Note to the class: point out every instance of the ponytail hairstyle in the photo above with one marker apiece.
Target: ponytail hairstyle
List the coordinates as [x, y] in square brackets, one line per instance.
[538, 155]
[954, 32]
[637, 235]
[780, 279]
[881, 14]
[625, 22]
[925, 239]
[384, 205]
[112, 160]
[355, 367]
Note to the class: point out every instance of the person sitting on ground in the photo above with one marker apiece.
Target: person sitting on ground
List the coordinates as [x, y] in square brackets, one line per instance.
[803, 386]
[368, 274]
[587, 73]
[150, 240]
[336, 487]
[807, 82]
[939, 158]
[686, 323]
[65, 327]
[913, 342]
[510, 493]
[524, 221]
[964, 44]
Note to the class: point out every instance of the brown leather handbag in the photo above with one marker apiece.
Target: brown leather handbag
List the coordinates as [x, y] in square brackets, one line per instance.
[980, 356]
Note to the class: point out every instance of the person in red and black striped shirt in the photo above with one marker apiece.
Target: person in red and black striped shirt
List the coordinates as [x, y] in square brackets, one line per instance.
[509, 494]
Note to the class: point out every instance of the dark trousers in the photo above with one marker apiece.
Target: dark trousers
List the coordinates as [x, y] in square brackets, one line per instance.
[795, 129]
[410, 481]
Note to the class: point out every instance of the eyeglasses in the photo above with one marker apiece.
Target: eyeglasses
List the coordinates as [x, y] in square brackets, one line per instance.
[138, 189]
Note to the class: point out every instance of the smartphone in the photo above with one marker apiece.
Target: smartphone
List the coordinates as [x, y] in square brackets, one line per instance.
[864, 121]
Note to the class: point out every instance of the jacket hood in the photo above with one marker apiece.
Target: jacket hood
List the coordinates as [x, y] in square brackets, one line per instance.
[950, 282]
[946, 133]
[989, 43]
——
PROBLEM → Repeat exactly the lines starting at the line with "Note to the class: point out every instance of the smartphone" and ending with the final line of the entries. Include nothing else.

OUTPUT OF THE EXERCISE →
Note to the class: point out every instance of the smartphone in the photo above with one marker apiece.
Target: smartphone
List the coordinates as [x, y] in square brackets, one line per instance.
[864, 121]
Note to the class: point out every instance of the jacket hood in the photo above with one marker apiece.
Target: jacket hood
List the coordinates as [x, y] in square brackets, one line per instance.
[950, 282]
[946, 133]
[989, 43]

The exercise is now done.